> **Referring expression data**
[Start of section]

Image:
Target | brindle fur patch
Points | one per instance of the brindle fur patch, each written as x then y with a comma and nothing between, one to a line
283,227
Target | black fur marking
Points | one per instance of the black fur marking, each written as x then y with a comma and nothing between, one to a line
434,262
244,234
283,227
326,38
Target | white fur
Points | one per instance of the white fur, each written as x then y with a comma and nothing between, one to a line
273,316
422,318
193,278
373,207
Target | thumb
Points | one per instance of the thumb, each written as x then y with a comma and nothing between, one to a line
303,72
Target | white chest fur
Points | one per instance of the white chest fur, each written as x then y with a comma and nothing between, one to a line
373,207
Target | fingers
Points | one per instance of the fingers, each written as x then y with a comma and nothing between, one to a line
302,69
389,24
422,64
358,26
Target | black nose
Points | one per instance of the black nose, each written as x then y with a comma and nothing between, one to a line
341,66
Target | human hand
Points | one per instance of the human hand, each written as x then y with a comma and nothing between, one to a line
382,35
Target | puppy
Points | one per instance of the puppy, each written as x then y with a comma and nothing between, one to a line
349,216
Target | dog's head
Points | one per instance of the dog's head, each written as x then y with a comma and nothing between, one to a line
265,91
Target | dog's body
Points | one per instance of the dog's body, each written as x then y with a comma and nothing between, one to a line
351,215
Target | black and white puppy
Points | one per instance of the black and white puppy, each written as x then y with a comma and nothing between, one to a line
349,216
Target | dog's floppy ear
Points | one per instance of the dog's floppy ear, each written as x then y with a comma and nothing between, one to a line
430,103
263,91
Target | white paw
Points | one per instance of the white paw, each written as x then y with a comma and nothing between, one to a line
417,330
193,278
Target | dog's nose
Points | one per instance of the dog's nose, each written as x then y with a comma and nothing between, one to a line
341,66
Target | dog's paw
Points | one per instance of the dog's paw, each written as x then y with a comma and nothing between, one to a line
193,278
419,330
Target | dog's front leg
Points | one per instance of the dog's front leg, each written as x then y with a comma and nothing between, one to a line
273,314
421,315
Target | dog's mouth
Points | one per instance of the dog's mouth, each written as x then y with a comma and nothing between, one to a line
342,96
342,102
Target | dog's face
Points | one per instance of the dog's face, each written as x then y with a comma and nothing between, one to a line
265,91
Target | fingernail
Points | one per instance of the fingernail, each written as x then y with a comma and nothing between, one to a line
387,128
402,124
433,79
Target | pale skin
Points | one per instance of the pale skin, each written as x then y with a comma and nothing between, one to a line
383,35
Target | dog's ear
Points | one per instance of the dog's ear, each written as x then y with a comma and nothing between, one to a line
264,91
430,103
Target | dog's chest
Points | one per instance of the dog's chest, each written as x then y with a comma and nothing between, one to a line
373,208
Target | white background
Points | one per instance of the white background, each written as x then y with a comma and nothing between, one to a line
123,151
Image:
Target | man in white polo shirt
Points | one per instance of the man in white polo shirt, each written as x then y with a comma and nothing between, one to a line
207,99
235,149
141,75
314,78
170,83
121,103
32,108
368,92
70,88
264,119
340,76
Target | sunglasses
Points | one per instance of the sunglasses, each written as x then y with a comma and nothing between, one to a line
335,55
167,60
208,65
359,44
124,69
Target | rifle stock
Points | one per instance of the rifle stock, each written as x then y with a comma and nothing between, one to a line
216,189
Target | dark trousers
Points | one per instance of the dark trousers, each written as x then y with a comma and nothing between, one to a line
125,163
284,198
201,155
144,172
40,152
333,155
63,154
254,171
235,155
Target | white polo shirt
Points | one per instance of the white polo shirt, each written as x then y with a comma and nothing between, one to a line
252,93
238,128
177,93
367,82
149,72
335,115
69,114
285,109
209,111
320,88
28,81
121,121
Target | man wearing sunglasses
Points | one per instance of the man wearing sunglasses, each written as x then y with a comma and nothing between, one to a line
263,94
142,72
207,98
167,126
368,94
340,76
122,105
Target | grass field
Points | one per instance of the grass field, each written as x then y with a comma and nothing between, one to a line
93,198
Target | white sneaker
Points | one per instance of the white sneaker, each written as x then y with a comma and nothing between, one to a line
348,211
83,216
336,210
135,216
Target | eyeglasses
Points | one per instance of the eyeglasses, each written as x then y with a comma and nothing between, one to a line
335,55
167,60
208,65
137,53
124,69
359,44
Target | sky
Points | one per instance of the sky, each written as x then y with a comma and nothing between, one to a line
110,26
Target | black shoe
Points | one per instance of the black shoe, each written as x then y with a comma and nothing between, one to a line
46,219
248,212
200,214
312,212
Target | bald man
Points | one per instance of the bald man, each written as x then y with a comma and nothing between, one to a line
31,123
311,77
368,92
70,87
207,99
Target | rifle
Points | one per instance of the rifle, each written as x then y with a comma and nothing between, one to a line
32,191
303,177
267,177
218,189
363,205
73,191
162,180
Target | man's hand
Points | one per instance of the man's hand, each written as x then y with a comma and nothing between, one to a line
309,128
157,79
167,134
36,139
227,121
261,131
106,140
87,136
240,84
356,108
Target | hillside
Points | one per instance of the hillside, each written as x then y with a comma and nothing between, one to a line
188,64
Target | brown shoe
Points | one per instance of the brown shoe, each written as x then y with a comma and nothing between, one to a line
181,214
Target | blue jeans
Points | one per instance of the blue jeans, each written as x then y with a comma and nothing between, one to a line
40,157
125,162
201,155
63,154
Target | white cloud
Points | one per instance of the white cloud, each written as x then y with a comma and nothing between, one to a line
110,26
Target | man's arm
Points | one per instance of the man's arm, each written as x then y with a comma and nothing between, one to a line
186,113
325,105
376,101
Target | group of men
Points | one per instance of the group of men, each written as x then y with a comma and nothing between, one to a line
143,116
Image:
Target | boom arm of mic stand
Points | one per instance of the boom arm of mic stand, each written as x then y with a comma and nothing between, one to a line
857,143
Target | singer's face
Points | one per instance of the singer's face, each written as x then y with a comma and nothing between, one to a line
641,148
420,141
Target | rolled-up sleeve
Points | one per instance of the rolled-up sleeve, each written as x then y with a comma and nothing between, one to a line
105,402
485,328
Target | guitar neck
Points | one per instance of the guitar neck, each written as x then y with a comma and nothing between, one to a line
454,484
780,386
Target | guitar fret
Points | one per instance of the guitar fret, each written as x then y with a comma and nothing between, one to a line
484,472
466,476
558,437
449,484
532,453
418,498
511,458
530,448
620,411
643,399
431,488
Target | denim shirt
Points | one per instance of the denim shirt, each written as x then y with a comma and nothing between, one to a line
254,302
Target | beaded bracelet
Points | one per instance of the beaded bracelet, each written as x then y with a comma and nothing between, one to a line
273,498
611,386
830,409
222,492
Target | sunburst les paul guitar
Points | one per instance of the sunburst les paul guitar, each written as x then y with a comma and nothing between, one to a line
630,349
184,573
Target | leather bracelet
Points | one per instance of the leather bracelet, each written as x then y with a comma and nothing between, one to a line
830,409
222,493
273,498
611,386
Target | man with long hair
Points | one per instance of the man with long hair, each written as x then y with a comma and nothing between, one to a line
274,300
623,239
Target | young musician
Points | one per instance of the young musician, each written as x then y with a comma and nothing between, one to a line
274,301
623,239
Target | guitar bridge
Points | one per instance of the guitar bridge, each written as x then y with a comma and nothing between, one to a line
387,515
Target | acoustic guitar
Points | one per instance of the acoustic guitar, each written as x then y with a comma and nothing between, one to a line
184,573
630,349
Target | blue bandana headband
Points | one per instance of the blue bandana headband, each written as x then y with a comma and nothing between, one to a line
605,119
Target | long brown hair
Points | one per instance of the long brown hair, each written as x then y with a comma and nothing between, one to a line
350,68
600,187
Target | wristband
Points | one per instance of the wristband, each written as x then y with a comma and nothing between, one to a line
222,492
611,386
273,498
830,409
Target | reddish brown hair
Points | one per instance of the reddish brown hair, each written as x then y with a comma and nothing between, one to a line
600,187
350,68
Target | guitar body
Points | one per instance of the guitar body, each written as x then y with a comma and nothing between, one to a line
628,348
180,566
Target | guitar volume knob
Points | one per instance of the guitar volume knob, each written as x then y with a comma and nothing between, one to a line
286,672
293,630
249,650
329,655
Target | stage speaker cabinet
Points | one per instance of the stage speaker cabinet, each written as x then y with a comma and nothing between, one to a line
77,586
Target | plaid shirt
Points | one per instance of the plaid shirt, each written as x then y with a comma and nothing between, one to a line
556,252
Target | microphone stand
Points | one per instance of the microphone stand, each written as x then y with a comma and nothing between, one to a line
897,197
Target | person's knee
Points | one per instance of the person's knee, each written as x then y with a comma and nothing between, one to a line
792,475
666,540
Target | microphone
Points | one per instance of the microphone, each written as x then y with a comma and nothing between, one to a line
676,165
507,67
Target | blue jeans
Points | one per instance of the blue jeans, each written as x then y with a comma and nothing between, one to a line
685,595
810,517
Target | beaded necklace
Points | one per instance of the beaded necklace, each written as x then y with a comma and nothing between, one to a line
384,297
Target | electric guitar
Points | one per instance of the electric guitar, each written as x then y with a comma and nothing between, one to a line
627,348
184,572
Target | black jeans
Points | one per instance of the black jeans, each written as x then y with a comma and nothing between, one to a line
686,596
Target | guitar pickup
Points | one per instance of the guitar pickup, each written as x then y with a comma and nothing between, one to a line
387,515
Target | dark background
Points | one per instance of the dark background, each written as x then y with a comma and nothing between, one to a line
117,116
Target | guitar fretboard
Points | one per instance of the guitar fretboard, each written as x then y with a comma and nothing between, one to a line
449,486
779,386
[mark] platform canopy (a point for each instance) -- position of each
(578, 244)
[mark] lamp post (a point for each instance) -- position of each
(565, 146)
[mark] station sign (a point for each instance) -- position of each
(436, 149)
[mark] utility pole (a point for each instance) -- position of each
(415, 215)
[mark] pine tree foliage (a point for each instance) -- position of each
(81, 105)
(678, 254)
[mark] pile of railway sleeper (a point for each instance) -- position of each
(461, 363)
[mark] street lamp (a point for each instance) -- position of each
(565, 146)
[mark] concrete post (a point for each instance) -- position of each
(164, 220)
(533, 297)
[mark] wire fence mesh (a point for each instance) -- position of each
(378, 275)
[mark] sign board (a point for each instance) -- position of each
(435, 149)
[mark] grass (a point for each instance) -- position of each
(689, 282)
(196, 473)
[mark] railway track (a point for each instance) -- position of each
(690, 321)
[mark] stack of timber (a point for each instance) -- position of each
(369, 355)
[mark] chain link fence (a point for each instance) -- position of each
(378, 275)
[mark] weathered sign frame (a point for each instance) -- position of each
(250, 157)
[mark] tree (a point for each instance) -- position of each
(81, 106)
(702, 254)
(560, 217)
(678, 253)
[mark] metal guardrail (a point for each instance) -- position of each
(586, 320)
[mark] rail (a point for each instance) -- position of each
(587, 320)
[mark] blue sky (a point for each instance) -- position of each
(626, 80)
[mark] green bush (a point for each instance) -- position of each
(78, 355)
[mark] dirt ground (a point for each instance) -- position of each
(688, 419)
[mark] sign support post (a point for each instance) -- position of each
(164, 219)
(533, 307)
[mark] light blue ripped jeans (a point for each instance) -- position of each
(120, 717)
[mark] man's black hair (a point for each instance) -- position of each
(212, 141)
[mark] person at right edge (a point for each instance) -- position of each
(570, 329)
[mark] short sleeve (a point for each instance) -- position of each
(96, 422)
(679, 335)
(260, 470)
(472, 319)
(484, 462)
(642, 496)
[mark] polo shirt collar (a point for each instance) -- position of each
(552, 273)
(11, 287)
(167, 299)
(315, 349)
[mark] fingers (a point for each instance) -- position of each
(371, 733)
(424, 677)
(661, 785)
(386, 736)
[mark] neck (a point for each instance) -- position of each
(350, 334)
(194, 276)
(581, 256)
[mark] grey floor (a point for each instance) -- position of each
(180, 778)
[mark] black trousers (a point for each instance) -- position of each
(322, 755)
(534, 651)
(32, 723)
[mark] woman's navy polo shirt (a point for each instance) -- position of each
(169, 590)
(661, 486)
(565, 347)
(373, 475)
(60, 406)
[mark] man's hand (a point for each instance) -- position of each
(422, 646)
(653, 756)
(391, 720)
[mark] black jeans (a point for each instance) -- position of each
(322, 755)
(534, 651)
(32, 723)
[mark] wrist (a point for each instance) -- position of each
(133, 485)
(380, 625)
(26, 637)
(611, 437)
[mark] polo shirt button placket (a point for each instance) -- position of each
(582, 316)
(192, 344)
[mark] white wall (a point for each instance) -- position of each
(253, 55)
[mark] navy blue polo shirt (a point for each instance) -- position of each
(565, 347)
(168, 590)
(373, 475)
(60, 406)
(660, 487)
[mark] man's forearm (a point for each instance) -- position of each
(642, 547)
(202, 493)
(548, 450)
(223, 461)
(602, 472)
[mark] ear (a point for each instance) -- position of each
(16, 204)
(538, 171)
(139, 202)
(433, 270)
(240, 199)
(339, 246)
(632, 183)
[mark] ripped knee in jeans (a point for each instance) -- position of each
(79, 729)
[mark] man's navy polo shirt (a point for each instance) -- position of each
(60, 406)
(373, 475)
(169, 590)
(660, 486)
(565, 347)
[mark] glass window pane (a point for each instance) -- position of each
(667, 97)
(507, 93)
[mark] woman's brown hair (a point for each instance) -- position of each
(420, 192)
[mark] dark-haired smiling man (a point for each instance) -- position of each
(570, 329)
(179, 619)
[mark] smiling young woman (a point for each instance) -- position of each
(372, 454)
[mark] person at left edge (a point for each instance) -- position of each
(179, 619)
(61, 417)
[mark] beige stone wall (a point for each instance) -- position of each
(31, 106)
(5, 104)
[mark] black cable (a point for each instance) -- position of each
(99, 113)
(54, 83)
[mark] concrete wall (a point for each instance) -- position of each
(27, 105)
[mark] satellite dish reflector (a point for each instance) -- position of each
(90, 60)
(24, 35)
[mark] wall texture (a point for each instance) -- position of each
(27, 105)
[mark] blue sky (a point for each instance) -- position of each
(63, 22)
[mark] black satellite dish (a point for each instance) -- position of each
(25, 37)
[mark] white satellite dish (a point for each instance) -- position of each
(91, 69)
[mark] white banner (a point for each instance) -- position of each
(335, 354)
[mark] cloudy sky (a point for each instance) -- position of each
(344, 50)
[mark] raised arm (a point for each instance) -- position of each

[End of section]

> **ACTIVITY**
Write out only the lines that run from the line containing "Target | wristband" through the line containing "Target | guitar volume knob", both included, exactly as they appear above.

> **RESULT OF THIS EXERCISE**
Target | wristband
Points | one per instance of the wristband, each written as x then y with a comma and nothing between, one to a line
222,492
611,386
273,498
830,409
Target | reddish brown hair
Points | one per instance of the reddish brown hair, each written as x then y with a comma and nothing between, one to a line
600,187
350,68
Target | guitar body
Points | one per instance of the guitar body, each written as x then y with a comma and nothing between, one to a line
628,348
180,566
Target | guitar volume knob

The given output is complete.